Reaching "Critical Mass" In Middle East?

Part 1 -- The Slaughter

by DEBKAfile

22 June 2002

 

The slaughter of innocents inflicted on Israel this week by Palestinian murderers is unparalleled since the days of Nazi Germany. No longer are Israelis murdered singly; whole families are being wiped out while asleep, riding buses, celebrating.
The terror stalking every corner of the country lends the term holocaust a fearful, intimate meaning for the offspring of those who survived the Nazis and in 1948 founded a Jewish state and a national defense force, vowing that never again would Jewish children die defenseless.


This week, Israelis began accusing their government of violating this vow.


Of all governments, the administration headed by a fabled hardliner, Ariel Sharon, stands accused of abandoning the country to its fate. More particularly, it is the triumvirate he leads with his two Labor partners, defense minister Binyamin bin Eliezer and the co-author of the Oslo accords which brought Yasser Arafat back to the country, foreign minister Shimon Peres, that is in the popular dock.


None of the three confess to committing any political or tactical errors even when, during four days this week, 34 Israelis, 32 of them civilians and many children, died at the hands of Palestinian killers. Nothing the Sharon government has done is proving effective for stemming the slaughter; nor will it prevent the continuation of the killing next week, which is predicted by DEBKAfile’s intelligence sources.


Thursday night, June 20, a Palestinian broke into a house at Itamar, a settlement south of Nablus, murdered Rahel Shevo and her three children, Neria, 15, Tsvi, 12, Avishai, 5, and the security officer Yosef Tawito, who rushed to their rescue. Two more children of the Shevo family are fighting for their lives in hospital, as are two border guards.


Three weeks ago, Palestinian killers targeted the same settlement, shooting dead three 14-year old youths playing baseball. Their friend, who survived the attack, was blasted to his death Wednesday, June 19, by a huge charge detonated in the evening rush hour by another Palestinian terrorist at the French Hill intersection of north Jerusalem.


That atrocity claimed seven lives, among them 5-year old Gal Eizerman from Maaleh Adumim (See picture), and her grandmother, Noa Alon, 60, from Ofra, and left 30 injured.


The next day, Avraham Nehmad, 17, from Rishon Lezion, died after four months in a coma from the wounds he suffered in a Palestinian bombing attack in the religious quarter of Jerusalem. He never knew he was the eighth victim of the family to die in that single attack on a Bar Mitzva celebration in Jerusalem.
..............................
Required actions:
(1) Could you rewrite the article on the Palestinian attacks from "Part 1 -- The" to "riding buses, celebrating.", replacing "buses" with "trains"?
(2) Can you continue the article on the Palestinian attacks from the point where it stops?
..............................
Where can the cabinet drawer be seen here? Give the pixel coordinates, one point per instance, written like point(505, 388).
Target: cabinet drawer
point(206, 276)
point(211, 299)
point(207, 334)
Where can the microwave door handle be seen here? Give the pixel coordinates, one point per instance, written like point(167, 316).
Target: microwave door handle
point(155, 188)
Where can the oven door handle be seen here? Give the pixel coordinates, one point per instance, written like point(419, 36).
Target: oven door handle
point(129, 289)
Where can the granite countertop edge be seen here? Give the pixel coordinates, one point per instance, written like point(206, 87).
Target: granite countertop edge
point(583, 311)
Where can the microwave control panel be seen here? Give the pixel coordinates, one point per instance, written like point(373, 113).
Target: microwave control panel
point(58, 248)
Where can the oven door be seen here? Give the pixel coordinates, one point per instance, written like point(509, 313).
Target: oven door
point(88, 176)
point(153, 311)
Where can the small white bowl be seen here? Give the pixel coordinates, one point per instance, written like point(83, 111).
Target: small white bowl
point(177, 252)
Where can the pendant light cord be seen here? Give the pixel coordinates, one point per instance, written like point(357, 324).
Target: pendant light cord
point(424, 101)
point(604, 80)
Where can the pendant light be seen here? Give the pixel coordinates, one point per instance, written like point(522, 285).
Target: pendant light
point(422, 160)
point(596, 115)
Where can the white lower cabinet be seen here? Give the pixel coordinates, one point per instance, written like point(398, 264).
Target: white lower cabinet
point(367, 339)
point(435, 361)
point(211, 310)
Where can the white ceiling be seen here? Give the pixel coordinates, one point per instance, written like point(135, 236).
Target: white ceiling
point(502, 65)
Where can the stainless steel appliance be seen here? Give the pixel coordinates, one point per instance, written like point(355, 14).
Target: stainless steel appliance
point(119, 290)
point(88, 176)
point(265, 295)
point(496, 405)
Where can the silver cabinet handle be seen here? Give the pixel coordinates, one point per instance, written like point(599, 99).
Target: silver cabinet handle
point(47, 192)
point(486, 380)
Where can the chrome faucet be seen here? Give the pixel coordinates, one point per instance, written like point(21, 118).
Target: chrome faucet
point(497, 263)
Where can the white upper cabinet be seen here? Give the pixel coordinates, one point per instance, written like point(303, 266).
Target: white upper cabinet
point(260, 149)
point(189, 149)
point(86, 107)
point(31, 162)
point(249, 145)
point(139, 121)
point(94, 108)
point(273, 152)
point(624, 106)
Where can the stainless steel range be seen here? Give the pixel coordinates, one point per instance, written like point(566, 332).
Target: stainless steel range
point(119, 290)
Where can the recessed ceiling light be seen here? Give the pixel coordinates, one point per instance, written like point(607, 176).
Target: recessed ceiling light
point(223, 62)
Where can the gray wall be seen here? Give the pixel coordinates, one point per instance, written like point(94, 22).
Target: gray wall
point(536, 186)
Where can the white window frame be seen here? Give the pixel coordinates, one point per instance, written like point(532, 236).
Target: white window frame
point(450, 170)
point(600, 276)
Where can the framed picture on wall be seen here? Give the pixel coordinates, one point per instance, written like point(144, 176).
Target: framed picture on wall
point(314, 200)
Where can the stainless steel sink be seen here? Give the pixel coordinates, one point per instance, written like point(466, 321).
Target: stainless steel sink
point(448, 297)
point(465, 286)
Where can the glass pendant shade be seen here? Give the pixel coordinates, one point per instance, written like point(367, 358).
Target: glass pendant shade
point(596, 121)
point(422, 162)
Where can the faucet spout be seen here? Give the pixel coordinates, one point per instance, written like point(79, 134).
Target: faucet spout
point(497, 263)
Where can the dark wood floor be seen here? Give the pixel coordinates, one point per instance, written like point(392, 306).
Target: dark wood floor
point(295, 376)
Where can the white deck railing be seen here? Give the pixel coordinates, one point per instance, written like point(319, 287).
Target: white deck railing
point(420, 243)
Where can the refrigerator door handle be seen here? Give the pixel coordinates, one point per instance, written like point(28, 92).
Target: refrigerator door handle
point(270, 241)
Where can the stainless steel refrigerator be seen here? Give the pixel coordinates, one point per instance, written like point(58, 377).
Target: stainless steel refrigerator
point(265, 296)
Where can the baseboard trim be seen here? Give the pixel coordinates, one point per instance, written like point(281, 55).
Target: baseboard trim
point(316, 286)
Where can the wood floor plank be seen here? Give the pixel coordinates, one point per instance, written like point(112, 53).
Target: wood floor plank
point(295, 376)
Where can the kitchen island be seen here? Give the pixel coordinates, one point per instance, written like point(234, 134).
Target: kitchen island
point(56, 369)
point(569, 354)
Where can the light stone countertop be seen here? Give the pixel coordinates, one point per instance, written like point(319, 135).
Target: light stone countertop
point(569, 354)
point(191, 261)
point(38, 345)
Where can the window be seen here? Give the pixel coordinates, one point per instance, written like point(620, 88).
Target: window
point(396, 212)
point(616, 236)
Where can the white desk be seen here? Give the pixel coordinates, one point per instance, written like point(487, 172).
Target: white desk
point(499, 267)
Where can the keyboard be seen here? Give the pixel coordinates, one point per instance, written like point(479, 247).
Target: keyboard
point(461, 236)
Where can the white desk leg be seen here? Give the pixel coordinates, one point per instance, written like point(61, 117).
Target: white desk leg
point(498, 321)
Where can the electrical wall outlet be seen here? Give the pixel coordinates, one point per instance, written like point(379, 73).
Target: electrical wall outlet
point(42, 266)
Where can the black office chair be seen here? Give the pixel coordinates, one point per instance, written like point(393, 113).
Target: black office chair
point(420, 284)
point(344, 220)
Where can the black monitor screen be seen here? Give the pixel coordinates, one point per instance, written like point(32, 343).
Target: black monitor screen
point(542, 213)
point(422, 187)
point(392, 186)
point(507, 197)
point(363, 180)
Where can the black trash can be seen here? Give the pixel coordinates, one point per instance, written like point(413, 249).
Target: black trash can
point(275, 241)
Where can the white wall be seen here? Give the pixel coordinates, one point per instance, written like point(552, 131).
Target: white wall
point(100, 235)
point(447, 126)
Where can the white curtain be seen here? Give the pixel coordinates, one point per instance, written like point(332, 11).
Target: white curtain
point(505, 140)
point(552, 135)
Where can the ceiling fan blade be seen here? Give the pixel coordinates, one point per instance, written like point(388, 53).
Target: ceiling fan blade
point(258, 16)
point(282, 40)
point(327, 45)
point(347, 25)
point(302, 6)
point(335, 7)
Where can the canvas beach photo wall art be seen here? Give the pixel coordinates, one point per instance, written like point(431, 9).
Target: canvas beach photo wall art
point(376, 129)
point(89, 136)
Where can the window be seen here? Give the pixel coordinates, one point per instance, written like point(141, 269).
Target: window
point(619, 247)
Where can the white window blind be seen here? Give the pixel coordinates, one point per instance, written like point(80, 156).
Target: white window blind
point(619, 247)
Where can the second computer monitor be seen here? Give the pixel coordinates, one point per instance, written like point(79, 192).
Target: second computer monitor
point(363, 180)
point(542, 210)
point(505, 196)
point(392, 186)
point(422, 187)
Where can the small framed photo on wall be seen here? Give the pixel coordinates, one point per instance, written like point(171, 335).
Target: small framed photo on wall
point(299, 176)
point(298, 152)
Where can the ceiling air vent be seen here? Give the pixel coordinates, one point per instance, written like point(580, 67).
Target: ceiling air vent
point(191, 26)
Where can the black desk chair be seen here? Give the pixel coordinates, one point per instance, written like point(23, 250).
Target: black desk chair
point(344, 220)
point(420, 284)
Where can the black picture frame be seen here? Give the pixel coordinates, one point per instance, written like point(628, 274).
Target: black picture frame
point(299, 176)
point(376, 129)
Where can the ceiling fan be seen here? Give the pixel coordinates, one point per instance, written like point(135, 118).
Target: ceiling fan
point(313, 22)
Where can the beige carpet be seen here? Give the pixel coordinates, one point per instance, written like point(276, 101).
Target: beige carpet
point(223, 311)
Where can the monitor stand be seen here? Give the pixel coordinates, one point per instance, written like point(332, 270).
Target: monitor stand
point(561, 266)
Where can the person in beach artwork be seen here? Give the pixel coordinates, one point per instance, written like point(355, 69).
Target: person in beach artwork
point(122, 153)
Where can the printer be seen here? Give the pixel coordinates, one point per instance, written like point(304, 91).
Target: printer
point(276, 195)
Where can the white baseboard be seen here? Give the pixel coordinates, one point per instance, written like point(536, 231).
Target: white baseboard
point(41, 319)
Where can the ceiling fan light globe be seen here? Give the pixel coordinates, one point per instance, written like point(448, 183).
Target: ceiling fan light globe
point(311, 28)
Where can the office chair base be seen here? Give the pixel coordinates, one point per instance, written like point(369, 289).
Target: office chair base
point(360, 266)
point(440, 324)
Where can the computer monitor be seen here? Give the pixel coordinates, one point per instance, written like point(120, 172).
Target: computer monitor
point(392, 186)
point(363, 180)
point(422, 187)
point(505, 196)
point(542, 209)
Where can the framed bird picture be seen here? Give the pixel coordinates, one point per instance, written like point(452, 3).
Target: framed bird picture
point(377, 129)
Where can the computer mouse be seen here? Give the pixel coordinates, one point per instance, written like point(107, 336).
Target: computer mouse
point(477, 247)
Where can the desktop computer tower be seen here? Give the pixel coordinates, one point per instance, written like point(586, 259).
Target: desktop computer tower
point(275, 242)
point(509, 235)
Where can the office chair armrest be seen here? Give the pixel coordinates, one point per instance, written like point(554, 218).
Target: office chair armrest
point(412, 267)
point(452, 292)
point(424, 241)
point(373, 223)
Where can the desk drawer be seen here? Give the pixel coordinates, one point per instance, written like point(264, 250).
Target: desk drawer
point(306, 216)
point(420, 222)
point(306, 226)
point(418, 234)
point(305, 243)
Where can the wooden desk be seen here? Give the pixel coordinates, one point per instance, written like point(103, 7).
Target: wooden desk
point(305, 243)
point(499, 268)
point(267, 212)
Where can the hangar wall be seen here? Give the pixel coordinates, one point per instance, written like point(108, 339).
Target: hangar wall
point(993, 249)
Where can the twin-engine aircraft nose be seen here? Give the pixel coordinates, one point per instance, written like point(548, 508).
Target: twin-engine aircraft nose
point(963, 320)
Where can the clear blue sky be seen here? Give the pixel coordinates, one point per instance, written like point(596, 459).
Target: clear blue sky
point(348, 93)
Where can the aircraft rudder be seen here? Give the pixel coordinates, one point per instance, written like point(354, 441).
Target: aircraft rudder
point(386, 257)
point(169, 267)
..............................
Solved tasks:
(1)
Part 1 -- The Slaughter

by DEBKAfile

22 June 2002

 

The slaughter of innocents inflicted on Israel this week by Palestinian murderers is unparalleled since the days of Nazi Germany. No longer are Israelis murdered singly; whole families are being wiped out while asleep, riding trains, celebrating.

(2)
Tuesday, June 18, a Palestinian suicide bomber blew up a Jerusalem bus, killing 19 and injuring 52, most from shell-battered Gilo.
Saturday, June 22, 30 injured victims of the week’s carnage remain in hospital, 10 in critical condition.


All the Palestinian terrorist groups are eager to claim responsibility for these atrocities - from Arafat’s Fatah and its offshoots, to the Islamic Hamas and Jihad Islami and the PFLP which assassinated an Israeli cabinet minister, Rehavam Zeevi, last year.
Israelis find themselves trapped increasingly in a grim routine. Newscasts switched on everywhere sound more like funeral bulletins with accounts of bloodshed and the tales of horror pouring out until interrupted by breaking news of the next calamity.
In French Hill, acquaintances running into each other Friday, June 21, nodded silently, barely able to speak.


The big French Hill intersection is the location of bus stops and heavy traffic heading from central and southern Jerusalem to its northern suburbs, the Dead Sea, West Bank settlements and other points north, as well as a soldiers’ hitchhiking post.
Commonly described as the best-guarded junction in the country, it turned out after the bombing that only four police border guards officers were on duty without walkie-talkies. They communicated by shouting against the noise of roaring traffic. The Palestinian district of Beit Hanina is walking distance from the intersection. French Hill parks have been taken over by Palestinian youths from surrounding villages who vandalize property, menace local residents and maintain round-the clock surveillance of their movements.


In other words, four policemen at the French Hill intersection were the flimsy rampart thrown up against Palestinian terror assaults that are backed up by an efficient surveillance-intelligence system at one of the capital’s key intersections and a complete neighborhood.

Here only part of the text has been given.